• Document excerpt:

========

Set in London in 1963, Wildoak by C.C. Harrington features eleven-year-old Margaret Stephens. Maggie stutters, but not whenever she speaks to her pet mouse Wellington or to the injured dove Flute whose wing she has wrapped for healing or to the two snails, Spitfire and Hurricaine, whom she has rescued from the garden. Still, it’s not her gifts that she sees. Maggie sees herself as broken, a child that doesn’t work properly.

Some of these fears derive from people’s reactions to her blocking and her inability to get the words out. Her father even threatens to send her to Granville, a special school where rumor speaks of starvation, neglect, and corporal punishment. More than anything, Maggie wishes “to speak without stuttering, to say whatever she wanted to say. To be understood. To be heard” (8).

Out of love mixed with fear that Maggie is struggling and needs to find another way forward, Mrs. Stephens, Maggie’s mother, determines that a trip to the Cornwall countryside to stay with her father, Dr. Tremayne, will help Maggie. Although Maggie doesn’t really know Grandpa Fred, to Cornwall she gets shipped.

========

• Data section:

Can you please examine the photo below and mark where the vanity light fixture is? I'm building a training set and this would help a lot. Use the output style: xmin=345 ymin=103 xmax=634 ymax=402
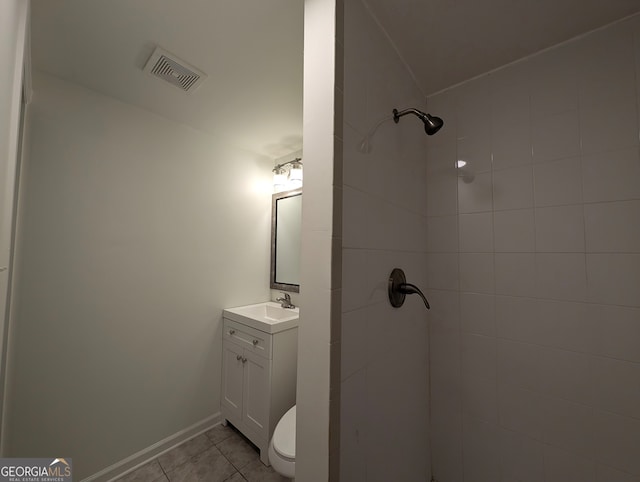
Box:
xmin=272 ymin=157 xmax=302 ymax=191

========

• Complete the following:
1/ List the names of the animals that, according to the review of Wildoak, Maggie can speak to without stuttering.
2/ Summarize the review of Wildoak in two sentences.
3/ Carry on the review of Wildoak, picking up after its final sentence.
The lines have nothing to do with the review of Wildoak.

• Answers by task:
1/ Wellington (her pet mouse), Flute (the injured dove), Spitfire and Hurricaine (the two snails)

2/ Wildoak, set in London in 1963, follows eleven-year-old Maggie Stephens, who stutters, sees herself as broken, and whose father threatens to send her to a feared special school called Granville. Her mother, wanting to help her find another way forward, sends her to the Cornwall countryside to stay with Grandpa Fred, whom Maggie hardly knows.

3/
Maggie discovers that Grandpa Fred is a terrible driver and somewhat eccentric in his desire to collect bits of nature and to invent things like flying automobiles, but he loves her and welcomes her into Cherry Tree Cottage.

Here, she visits Wildoak, “one of the last remaining pieces of ancient woodland in the whole of England” (66). Fred tells her it’s a magical place, and Maggie begins to feel a glimmer of possibility. After all, unbelievable things happen sometimes.

In Wildoak, Maggie discovers large ancient trees for climbing, some for housing animals, and others for cradling her in her tiredness. Leaning against one of the massive oaks, she senses a healing vibe, a kind of energy. While worrying about her differences and her challenges with speech, Maggie feels a vibration, and words echo back to her: “Be gentle with yourself. It is hard to be human” (79). Maggie does indeed know that it’s hard to be understood, hard to love and be loved, but in Wildoak, she feels free and unencumbered. The tightness in her shoulders and chest softens.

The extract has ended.